WHAT THIS TASK INVOLVES: Could you edit the lines from the very first one through the line containing "179 0 474 82", swapping "sky" for "horizon" and leaving everything else unchanged? Give back only those lines.

SUPPLIED RECORDS:
------------------------------------------------------------------------

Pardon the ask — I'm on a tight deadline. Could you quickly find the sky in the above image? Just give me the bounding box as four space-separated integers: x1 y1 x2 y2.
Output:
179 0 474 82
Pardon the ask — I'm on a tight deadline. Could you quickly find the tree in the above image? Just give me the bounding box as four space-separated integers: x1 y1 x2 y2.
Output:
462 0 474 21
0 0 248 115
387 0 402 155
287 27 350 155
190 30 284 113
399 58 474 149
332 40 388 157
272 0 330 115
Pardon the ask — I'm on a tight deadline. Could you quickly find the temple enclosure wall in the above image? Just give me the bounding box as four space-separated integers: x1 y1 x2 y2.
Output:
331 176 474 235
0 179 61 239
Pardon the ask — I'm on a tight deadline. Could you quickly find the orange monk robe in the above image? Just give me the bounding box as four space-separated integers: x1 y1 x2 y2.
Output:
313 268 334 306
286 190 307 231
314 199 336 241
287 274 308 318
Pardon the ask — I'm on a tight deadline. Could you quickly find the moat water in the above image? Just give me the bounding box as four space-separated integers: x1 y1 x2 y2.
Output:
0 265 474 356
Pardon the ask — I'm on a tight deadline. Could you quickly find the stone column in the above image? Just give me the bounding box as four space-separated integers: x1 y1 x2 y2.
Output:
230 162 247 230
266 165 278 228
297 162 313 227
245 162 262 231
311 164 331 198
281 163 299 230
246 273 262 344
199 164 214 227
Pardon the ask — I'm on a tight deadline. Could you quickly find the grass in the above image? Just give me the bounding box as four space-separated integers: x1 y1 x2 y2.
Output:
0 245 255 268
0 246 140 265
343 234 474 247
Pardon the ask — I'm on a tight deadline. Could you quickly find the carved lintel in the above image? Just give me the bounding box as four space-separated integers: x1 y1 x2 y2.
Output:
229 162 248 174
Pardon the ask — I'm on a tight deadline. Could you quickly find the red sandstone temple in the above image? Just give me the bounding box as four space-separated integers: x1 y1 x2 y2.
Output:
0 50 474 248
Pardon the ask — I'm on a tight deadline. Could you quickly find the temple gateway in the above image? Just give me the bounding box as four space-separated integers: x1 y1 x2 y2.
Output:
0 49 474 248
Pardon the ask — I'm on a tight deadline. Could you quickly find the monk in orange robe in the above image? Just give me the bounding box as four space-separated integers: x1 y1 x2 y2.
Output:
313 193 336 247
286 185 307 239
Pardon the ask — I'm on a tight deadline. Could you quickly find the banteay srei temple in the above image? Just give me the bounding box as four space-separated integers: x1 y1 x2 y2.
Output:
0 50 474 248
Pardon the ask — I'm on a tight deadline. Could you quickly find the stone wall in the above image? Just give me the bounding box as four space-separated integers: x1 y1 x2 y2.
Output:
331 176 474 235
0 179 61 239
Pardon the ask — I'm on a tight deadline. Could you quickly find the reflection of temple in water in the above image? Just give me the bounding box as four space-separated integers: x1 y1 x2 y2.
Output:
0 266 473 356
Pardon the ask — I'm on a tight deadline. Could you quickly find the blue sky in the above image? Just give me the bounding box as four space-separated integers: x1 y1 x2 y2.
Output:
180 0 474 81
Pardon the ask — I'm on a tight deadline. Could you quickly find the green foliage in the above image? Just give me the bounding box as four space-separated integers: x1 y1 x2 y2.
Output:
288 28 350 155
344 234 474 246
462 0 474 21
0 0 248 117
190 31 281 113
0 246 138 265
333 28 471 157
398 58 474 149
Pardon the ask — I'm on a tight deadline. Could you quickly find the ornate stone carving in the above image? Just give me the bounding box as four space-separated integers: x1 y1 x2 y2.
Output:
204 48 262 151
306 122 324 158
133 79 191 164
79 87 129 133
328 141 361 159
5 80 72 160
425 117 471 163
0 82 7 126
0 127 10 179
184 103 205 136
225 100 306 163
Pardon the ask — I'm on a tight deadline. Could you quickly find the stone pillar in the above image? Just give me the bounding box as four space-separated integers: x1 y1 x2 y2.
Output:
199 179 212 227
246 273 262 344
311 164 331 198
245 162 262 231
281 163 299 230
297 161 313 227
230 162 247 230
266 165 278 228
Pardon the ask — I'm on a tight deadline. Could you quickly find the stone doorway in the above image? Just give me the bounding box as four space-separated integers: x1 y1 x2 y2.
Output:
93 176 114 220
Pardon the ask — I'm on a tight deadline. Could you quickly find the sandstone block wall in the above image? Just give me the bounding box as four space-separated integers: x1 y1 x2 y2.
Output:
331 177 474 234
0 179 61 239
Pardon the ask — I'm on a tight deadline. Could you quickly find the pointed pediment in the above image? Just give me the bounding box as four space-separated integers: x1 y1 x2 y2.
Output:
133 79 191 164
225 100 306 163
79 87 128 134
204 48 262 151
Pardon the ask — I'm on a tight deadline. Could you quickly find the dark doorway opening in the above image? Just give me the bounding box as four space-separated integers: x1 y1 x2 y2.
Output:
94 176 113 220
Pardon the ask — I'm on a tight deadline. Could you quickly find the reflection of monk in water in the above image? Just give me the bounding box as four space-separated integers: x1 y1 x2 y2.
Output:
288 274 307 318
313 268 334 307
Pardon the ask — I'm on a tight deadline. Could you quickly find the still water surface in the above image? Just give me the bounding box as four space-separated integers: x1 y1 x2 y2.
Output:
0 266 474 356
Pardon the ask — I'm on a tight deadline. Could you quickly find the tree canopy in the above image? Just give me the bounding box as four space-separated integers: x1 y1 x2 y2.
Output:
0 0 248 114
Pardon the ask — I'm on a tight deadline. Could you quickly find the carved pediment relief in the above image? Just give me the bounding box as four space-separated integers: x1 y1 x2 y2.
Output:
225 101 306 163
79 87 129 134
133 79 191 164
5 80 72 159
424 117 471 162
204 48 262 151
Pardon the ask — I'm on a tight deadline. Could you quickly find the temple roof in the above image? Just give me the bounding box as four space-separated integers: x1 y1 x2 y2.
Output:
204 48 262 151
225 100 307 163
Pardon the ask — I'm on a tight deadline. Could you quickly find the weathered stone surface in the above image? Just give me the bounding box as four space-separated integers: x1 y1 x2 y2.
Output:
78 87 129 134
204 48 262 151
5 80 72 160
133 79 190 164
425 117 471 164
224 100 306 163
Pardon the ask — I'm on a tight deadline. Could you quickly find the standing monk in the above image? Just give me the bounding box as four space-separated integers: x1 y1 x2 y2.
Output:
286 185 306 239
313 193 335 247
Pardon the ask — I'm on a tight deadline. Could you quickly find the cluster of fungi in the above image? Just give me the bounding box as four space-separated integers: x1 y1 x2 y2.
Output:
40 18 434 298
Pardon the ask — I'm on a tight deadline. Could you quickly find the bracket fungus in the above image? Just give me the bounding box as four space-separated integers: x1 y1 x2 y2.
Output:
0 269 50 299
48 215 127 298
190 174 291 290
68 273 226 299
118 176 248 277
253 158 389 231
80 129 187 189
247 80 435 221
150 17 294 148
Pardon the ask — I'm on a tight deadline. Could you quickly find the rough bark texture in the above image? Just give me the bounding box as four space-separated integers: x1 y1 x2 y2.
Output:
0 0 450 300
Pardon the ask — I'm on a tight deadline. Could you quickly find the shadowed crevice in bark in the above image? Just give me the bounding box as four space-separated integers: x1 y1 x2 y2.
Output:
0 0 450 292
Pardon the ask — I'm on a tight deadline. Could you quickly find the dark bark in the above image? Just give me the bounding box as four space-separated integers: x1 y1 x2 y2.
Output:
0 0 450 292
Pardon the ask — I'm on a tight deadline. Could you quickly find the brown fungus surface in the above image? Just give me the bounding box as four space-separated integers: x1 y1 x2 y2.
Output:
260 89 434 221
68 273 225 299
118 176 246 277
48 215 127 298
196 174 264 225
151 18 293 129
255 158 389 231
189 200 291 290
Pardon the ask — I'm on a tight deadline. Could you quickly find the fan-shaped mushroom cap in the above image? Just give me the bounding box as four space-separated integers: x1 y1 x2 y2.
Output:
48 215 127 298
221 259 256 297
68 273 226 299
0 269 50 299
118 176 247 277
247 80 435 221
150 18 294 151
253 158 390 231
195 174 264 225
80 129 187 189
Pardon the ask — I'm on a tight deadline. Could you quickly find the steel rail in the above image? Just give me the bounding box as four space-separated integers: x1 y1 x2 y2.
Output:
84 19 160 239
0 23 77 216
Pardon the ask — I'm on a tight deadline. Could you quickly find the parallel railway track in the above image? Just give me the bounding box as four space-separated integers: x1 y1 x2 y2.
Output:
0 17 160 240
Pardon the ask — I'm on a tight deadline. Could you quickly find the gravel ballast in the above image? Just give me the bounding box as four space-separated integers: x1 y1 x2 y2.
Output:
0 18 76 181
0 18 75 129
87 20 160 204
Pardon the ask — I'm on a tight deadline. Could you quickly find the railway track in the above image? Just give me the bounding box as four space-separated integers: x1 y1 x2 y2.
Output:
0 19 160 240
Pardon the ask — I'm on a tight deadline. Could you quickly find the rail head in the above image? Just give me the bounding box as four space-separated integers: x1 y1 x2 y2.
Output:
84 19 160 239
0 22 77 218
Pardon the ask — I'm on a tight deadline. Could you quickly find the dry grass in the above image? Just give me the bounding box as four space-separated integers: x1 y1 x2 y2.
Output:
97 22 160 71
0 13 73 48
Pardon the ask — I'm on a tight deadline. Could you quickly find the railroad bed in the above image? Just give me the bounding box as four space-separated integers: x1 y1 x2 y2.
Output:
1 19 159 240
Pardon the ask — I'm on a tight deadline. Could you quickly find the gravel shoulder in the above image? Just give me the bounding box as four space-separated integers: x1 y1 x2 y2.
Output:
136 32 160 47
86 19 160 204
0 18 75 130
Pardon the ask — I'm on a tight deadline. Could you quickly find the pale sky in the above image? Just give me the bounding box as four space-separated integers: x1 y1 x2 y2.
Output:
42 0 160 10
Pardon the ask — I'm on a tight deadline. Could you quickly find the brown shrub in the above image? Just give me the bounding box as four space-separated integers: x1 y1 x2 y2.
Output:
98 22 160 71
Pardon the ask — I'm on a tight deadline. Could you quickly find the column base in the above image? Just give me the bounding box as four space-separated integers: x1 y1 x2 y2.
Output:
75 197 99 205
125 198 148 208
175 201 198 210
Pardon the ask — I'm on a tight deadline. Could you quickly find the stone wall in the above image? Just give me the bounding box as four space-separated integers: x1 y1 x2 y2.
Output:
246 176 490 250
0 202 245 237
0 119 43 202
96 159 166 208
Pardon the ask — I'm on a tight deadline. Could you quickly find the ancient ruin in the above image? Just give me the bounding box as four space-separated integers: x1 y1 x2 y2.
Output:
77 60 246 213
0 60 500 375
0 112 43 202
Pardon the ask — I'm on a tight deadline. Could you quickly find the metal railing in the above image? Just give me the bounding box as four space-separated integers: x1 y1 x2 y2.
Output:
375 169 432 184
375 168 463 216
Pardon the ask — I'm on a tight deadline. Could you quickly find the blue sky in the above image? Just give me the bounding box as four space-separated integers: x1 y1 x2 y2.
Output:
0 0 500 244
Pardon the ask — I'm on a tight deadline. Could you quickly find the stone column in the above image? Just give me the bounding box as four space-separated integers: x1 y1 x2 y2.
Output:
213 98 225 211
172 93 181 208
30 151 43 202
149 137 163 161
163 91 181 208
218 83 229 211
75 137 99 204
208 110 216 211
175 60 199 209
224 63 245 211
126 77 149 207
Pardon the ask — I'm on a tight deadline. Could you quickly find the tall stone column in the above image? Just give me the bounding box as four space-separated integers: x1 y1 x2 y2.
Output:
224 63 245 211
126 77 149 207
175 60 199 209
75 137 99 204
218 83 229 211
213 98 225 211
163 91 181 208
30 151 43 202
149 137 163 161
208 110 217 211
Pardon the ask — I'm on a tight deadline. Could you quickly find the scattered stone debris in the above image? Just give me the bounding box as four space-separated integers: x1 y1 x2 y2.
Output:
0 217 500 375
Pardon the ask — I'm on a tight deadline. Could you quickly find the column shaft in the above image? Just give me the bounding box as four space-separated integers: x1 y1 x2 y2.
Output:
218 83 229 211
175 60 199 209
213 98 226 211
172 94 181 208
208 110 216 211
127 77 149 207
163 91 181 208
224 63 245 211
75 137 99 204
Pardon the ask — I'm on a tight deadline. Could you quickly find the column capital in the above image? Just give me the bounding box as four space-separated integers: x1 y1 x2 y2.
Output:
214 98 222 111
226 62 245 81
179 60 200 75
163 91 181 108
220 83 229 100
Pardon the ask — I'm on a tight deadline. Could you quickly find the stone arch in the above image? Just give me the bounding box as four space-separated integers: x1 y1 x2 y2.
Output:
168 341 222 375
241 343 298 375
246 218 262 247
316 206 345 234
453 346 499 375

------------------------------------------------------------------------

REPLY:
Pardon the ask — I'm on a tight deadline. Could you quickly find the horizon in the above image? Just give me the bounding box as four space-separated integers: x1 y1 x2 y2.
Output:
179 0 474 82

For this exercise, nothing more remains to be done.